Ein historischer Entscheid für die Region – und ein Modell für nachhaltigen Tourismus in der Schweiz.

In einer Zeit, in der viele Schweizer Bergregionen unter Druck stehen – wirtschaftlich, klimatisch und touristisch – setzen drei Bündner Gemeinden ein klares Zeichen: Flims, Laax und Falera übernehmen gemeinsam die touristische Infrastruktur ihres Skigebiets. Mit einer überwältigenden Mehrheit haben die Stimmbürgerinnen und Stimmbürger dem sogenannten Weisse-Arena-Deal zugestimmt. Damit bleibt eines der bekanntesten Skigebiete der Schweiz in öffentlicher Hand – und wird nicht an ausländische Investoren verkauft.

## Gegebene Angaben
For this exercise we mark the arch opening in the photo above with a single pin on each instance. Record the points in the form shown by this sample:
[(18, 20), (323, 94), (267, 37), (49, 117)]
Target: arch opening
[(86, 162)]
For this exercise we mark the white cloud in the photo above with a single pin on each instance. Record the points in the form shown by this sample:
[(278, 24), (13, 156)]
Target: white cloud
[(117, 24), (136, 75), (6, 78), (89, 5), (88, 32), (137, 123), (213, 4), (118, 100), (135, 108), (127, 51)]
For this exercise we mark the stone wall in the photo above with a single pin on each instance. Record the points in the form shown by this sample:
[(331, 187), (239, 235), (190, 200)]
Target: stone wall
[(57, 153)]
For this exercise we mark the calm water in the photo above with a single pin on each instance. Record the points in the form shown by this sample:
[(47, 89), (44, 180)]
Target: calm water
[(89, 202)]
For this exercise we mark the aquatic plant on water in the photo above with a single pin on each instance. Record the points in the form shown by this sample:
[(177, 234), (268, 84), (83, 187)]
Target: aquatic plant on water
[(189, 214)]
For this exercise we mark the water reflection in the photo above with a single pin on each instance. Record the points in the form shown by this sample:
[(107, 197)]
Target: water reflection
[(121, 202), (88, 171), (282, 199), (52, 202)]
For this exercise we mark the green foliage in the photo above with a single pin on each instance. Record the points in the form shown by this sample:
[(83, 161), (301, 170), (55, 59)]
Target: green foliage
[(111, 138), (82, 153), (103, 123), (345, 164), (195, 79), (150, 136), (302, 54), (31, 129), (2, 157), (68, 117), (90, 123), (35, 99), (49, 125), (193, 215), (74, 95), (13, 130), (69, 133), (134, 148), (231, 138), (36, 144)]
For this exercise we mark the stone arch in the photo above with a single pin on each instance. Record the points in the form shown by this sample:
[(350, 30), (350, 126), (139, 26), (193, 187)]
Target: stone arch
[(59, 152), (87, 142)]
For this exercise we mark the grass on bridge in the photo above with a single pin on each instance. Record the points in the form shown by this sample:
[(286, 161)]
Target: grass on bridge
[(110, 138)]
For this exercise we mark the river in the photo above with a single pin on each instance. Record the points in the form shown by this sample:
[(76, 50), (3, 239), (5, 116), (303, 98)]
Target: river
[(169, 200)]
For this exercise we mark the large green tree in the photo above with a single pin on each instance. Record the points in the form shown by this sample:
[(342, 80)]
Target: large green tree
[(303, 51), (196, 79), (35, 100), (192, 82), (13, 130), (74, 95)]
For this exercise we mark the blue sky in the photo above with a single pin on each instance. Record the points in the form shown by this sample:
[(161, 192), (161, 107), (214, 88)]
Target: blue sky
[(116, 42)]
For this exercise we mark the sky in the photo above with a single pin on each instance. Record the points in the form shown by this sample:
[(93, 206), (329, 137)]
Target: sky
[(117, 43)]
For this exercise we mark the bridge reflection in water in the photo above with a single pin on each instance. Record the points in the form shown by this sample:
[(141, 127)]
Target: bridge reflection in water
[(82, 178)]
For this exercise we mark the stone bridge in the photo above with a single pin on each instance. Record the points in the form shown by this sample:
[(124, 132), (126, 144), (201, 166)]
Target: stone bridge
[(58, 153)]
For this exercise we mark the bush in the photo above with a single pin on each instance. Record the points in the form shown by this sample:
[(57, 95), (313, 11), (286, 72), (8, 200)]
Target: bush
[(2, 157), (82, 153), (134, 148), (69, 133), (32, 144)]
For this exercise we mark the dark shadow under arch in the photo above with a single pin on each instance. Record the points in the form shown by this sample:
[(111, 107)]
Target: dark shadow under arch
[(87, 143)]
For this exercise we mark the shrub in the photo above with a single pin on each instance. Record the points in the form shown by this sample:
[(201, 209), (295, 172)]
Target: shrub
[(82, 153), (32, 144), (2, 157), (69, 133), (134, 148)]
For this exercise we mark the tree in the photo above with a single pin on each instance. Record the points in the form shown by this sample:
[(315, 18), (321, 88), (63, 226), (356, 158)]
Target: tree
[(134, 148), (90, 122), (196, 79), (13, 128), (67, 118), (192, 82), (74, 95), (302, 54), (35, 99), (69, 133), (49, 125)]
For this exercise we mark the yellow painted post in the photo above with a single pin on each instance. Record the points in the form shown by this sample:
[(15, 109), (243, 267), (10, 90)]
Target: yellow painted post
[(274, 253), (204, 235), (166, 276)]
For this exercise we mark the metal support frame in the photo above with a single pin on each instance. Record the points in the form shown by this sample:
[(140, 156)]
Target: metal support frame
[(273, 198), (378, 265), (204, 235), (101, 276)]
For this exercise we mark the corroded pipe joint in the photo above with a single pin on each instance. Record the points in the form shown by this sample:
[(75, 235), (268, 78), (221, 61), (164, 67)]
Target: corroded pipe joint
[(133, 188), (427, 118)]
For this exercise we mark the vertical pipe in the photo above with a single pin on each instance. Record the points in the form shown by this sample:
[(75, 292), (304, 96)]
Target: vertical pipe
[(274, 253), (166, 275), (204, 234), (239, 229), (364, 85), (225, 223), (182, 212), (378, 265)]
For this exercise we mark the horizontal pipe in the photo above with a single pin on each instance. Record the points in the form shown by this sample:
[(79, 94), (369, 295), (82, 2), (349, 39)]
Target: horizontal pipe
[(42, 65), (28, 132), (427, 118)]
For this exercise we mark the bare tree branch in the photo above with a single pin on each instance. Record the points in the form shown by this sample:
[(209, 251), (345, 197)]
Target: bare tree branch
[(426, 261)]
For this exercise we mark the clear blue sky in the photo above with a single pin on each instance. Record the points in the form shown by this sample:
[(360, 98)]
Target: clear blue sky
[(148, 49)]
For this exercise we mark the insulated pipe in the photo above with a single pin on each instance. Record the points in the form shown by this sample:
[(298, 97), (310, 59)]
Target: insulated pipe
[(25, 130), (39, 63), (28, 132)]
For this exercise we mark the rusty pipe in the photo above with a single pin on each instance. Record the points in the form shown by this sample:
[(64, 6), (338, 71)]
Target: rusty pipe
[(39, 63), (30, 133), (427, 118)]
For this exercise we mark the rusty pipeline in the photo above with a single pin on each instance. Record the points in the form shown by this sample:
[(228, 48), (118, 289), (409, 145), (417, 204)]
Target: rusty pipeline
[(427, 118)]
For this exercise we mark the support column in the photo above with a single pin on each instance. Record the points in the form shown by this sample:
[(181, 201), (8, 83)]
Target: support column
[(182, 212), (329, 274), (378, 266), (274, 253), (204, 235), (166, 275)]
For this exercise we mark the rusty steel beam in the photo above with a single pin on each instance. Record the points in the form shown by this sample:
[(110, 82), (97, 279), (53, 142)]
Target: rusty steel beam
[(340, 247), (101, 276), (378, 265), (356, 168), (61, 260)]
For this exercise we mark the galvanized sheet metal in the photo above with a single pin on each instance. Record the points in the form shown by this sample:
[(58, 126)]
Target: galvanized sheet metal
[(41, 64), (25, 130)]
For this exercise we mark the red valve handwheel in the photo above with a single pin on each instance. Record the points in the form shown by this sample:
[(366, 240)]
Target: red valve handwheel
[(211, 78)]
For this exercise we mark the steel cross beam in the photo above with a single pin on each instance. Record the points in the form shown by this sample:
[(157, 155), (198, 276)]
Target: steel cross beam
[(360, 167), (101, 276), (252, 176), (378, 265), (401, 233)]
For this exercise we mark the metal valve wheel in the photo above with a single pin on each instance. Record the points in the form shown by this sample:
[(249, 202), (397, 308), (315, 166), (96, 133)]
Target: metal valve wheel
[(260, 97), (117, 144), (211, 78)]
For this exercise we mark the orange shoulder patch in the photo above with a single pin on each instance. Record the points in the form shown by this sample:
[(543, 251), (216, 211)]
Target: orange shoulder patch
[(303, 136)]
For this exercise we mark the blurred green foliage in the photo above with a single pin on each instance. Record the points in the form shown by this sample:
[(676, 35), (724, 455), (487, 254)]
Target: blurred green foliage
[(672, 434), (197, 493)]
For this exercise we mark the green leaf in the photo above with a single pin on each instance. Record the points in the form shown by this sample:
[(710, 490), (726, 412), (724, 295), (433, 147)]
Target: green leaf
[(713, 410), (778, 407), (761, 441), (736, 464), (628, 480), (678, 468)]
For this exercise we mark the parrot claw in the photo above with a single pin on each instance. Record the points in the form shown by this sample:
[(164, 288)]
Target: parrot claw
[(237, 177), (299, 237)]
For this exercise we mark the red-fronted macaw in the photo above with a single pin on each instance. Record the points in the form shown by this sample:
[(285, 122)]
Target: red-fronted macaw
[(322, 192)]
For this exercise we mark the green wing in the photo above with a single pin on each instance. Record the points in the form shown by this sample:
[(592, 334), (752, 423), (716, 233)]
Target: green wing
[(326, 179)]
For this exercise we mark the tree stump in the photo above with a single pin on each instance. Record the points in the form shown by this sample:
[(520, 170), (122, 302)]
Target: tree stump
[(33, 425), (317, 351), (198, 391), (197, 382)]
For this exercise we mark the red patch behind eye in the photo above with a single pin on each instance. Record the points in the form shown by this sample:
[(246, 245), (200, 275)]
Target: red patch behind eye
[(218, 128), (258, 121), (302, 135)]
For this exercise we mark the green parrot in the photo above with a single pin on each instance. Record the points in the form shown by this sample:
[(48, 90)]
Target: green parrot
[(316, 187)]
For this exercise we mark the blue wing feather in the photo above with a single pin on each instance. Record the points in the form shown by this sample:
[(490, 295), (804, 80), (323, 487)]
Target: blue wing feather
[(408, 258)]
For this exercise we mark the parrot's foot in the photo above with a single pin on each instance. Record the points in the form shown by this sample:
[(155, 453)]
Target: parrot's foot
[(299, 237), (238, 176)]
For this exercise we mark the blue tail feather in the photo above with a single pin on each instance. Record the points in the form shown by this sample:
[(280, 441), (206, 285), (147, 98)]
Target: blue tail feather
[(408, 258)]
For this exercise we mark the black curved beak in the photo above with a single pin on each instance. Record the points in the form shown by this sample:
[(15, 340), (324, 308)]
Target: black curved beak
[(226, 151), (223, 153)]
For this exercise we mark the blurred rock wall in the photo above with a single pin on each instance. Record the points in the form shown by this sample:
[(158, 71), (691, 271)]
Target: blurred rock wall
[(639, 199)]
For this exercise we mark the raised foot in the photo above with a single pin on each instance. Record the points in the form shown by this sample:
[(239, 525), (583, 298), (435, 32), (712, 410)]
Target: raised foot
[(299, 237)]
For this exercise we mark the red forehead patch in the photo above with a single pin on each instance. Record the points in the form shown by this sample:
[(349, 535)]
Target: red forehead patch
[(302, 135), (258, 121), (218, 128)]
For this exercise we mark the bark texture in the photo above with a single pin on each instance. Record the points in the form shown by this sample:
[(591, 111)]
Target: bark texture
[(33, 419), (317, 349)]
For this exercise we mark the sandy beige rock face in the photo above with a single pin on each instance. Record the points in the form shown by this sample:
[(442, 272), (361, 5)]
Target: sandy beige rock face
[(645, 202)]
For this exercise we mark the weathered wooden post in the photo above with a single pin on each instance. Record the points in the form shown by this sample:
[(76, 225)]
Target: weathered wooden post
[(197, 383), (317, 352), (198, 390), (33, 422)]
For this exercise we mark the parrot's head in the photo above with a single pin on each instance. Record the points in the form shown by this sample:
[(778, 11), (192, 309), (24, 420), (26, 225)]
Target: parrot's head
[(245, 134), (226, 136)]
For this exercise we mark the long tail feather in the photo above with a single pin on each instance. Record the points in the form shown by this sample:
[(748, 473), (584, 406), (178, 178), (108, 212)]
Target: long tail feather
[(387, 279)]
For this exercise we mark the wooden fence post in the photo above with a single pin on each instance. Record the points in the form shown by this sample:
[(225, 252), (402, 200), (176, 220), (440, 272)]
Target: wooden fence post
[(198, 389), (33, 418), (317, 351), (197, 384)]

## Übungsaufgabe A
Welche drei Gemeinden übernehmen laut dem Text zum Weisse-Arena-Deal gemeinsam die touristische Infrastruktur ihres Skigebiets?
## Übungsaufgabe B
Bitte schreib den Text zum Weisse-Arena-Deal im Anschluss an seinen letzten Satz weiter.

## Lösung A
Flims, Laax und Falera.

## Lösung B
Ein Ja mit Signalwirkung

Die Zustimmung fiel deutlich aus: In Flims sagten 85,5 Prozent Ja, in Laax und Falera stimmte die Bevölkerung ebenfalls mit grosser Mehrheit zu. Das Resultat zeigt, wie geschlossen die Region hinter dem Projekt steht.
Mit dem Entscheid übernehmen die drei Gemeinden nicht nur die Verantwortung für die touristische Zukunft der Region, sondern auch eine wirtschaftliche Aufgabe von beträchtlicher Grösse.

Denn der Kaufpreis beträgt 94,5 Millionen Franken. Finanziert wird die Übernahme durch eine Mischung aus Eigenmitteln der Gemeinden, Darlehen und Bankkrediten. Rund 32 Millionen Franken stammen direkt von Flims, Laax und Falera, weitere 20 Millionen werden als Darlehen von der Weisse Arena Gruppe bereitgestellt. Der Restbetrag wird über Fremdfinanzierung abgedeckt.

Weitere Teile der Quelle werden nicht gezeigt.